Apply what you read:
A. Set down the part of the carotenoid passage starting at "The flamingo’s pink" and ending at "known to occur).", copied word for word.
B. According to the carotenoid passage, what does the Greek term "xantho-phyll" mean?

Quoted passage:
--

2. Colors and Nomenclature of Carotenoids

The flamingo’s pink plumage, the yellow of egg yolks and daffodils, the orange of peppers, and yellow-orange autumn foliage are colors conferred by carotenoids (see [1]). It is plants and photosynthetic microbes that synthesize most carotenoids; non-photosynthetic consumers, like humans and other animals, rely strictly on acquiring essential carotenoids with their food and are unable to synthesize these de novo (although some conversions are known to occur).
Carotenoids are typically named after organisms in which they occur in high concentrations and/or from which they were first isolated and identified. For example, carotene colors the carrot and zeaxanthin levels are high in the corn plant (scientific name: Zea mays). The names of the two major groups of carotenoids, carotenes (carotenoids without oxygen atoms in the molecular structure) and xanthophylls (carotenoids containing oxygen atoms) further relate to their features: -ene (as in carotene) for the presence of many carbon-carbon double bonds (from the chemical nomenclature of -ene for molecules with carbon-carbon double bonds) and xantho-phyll (Greek for “yellow-leaf”) in reference to the high level of these carotenoids in yellow autumn leaves. Zeaxanthin has a structural isomer, lutein; even though these two xanthophylls differ merely in the placement of a single C=C double bond, they possess discernible biological functions.

3. Carotenoids in the Functioning and Protection of the Human Eye

The dietary carotenoid β-carotene is provitamin A that, after being cleaved, yields two molecules of vitamin A as the chromophore (light-absorbing) component of rhodopsin. In addition, vitamin A serves as a modulator of genes serving in the immune response [1]. Chronic severe vitamin A deficiency therefore causes not only blindness, but also often death from infectious disease.

--

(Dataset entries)
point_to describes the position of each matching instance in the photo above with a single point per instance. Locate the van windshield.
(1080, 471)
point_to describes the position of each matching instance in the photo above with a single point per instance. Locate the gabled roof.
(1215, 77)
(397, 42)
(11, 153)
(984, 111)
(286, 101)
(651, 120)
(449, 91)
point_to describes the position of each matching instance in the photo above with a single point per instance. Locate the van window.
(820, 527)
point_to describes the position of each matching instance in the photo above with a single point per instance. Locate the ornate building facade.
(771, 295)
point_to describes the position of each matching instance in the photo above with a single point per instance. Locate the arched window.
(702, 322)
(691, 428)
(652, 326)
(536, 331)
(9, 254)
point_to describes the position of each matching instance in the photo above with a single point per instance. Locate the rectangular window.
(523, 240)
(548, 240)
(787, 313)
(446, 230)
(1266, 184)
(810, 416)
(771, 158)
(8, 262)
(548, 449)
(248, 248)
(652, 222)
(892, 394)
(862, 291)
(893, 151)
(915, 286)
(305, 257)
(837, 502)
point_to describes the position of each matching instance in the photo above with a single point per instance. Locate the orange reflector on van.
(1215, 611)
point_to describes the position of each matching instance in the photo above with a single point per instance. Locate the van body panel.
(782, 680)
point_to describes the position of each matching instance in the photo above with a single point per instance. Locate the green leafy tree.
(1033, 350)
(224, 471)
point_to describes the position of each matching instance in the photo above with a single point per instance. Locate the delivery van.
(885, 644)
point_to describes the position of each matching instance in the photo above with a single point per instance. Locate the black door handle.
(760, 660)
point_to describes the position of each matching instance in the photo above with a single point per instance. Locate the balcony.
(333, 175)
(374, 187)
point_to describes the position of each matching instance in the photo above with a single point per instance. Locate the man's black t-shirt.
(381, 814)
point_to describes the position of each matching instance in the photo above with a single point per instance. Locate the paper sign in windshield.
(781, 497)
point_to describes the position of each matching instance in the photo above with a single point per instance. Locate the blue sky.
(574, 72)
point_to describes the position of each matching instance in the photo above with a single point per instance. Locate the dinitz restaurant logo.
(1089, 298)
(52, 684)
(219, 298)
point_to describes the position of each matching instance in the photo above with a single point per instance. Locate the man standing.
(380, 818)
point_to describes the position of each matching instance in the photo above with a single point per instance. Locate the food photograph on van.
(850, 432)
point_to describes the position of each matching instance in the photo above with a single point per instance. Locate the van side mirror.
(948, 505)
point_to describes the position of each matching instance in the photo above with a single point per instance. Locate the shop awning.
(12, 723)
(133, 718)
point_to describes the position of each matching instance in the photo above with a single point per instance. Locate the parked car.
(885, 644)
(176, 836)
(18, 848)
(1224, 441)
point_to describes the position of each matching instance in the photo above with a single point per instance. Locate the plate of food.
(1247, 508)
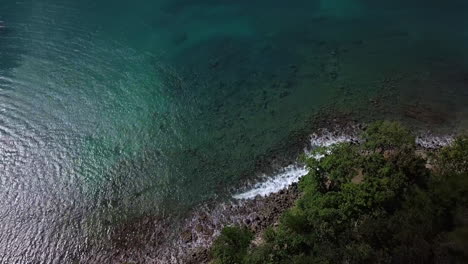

--

Your responses:
A.
The flamingo’s pink plumage, the yellow of egg yolks and daffodils, the orange of peppers, and yellow-orange autumn foliage are colors conferred by carotenoids (see [1]). It is plants and photosynthetic microbes that synthesize most carotenoids; non-photosynthetic consumers, like humans and other animals, rely strictly on acquiring essential carotenoids with their food and are unable to synthesize these de novo (although some conversions are known to occur).

B. Yellow-leaf.